Short exercise:
Could you rewrite the offset-voltage instructions below from "5. Press ‘Common" to "alternate between on and off when pressed.", swapping "number pad" for "keypad"?

Page text:
* begin *

To apply common m ode offset voltage:
2. Press ‘IQ’ button (24)
3. Press ‘IQ offsets (on/off)’ softkey (3. softkey 4)
4. Press ‘external output adjustments’ softkey (3. softkey 4)
5. Press ‘Common Mode I/Q offset’ softkey (3. softkey 2)
6. type 0.6 on number pad (4), press ‘V’ softkey (3. softkey 1)
7. 0.6V should appear on the display next to the ‘Common Mode I/Q offset’ softkey
8. Press return
i. Check text next to ‘I/Q Adjustments’ softkey (3. softkey 1) highlights ‘off/on’
ii. If not press ‘I/Q Adjustments’ softkey (3. softkey 1), highlighted section should
alternate between on and off when pressed.
iii. press return
iv. Check text next to ‘I/Q’ softkey (3. softkey 1) highlights ‘off/on’
v. If not press ‘I/Q’ softkey (3. softkey 1), highlighted section should alternate
between on and off when pressed.

* end *

Information provided:
* begin *

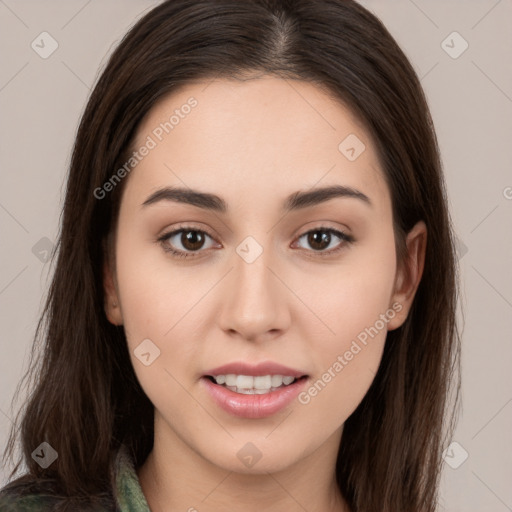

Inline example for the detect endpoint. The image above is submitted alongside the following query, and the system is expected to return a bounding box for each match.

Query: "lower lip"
[201,377,308,419]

* end *

Response to the task:
5. Press ‘Common Mode I/Q offset’ softkey (3. softkey 2)
6. type 0.6 on keypad (4), press ‘V’ softkey (3. softkey 1)
7. 0.6V should appear on the display next to the ‘Common Mode I/Q offset’ softkey
8. Press return
i. Check text next to ‘I/Q Adjustments’ softkey (3. softkey 1) highlights ‘off/on’
ii. If not press ‘I/Q Adjustments’ softkey (3. softkey 1), highlighted section should
alternate between on and off when pressed.